What is expected:
For the entries below, count the lines that contain the word "blue" and reply with that number only.

◇ ◇ ◇ ◇ ◇

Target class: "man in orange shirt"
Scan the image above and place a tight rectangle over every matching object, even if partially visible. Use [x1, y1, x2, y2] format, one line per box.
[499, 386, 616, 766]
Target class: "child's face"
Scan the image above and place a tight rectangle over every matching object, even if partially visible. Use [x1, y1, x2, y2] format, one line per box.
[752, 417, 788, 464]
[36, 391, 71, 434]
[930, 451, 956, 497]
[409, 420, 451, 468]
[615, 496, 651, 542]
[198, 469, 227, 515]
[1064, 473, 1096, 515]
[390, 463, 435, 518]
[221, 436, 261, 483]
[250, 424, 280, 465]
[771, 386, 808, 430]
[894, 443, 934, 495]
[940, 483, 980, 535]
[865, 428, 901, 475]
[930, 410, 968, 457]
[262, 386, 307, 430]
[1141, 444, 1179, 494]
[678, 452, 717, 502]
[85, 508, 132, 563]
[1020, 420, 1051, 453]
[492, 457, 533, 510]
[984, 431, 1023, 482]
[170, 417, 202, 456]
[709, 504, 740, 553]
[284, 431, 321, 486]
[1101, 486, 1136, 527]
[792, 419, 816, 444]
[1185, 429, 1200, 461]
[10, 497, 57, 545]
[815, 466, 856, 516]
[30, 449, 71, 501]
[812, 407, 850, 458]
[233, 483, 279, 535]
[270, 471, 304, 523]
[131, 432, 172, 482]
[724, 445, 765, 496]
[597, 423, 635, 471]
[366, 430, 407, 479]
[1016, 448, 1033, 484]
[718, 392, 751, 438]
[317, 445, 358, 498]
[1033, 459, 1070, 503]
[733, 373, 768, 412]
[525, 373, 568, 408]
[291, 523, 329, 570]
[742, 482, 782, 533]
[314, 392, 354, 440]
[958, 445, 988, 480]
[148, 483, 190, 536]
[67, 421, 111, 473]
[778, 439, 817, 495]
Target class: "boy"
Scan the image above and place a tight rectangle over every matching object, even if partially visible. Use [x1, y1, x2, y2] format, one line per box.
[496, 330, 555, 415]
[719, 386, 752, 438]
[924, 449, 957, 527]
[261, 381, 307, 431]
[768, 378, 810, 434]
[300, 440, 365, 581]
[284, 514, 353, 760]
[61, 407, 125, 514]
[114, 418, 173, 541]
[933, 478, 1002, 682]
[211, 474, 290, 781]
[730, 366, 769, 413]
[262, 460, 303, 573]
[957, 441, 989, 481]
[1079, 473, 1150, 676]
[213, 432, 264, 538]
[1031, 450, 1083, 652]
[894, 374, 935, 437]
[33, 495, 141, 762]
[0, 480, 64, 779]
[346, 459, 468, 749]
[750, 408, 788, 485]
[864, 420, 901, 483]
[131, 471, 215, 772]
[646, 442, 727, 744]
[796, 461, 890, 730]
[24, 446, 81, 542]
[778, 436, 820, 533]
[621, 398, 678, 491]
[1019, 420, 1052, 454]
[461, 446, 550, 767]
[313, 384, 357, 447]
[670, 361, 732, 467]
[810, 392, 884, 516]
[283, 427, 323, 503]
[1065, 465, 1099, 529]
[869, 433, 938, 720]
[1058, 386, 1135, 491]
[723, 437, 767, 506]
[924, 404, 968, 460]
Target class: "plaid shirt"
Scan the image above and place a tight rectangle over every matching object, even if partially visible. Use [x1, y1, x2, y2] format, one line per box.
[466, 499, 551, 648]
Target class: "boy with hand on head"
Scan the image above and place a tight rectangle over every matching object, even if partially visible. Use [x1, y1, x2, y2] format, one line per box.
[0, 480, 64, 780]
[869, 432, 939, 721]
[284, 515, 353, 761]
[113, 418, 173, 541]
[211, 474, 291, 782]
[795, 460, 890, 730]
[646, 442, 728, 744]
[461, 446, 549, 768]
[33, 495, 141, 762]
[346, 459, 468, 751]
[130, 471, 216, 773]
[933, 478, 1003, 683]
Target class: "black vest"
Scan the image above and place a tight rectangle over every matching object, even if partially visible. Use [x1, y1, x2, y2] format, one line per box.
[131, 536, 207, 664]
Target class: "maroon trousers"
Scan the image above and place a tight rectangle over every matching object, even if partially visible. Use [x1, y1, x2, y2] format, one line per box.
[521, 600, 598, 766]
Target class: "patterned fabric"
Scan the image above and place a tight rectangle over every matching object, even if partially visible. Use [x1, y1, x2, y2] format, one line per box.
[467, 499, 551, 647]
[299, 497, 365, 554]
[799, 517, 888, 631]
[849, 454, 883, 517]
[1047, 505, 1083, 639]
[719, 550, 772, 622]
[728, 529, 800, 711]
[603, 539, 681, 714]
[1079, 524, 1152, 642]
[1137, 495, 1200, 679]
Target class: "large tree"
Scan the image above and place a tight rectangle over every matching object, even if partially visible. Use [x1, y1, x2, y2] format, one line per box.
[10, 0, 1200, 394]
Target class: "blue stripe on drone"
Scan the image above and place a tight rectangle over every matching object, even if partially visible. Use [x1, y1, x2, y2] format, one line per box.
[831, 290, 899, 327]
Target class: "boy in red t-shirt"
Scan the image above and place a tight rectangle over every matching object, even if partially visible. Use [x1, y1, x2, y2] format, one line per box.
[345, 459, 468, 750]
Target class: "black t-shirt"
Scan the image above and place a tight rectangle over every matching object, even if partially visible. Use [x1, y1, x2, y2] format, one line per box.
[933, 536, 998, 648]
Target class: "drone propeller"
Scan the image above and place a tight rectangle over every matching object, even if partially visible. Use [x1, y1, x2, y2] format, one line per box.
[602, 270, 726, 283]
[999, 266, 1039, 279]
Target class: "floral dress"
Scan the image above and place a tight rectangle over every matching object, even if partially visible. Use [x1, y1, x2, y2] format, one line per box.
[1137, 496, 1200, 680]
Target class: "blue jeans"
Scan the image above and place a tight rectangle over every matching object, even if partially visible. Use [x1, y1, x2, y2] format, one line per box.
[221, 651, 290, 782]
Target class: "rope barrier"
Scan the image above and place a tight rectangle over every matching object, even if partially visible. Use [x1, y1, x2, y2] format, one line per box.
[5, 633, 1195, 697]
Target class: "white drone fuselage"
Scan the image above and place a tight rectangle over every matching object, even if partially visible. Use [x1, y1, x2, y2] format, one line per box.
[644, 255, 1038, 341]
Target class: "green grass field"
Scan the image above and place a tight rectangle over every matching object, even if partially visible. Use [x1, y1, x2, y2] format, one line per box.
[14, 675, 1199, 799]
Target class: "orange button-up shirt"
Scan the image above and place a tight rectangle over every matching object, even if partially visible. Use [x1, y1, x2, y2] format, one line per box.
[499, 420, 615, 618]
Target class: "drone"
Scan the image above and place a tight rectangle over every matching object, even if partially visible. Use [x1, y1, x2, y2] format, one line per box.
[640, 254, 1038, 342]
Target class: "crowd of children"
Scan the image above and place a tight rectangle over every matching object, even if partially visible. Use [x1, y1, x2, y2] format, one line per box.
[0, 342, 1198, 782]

◇ ◇ ◇ ◇ ◇

Output:
2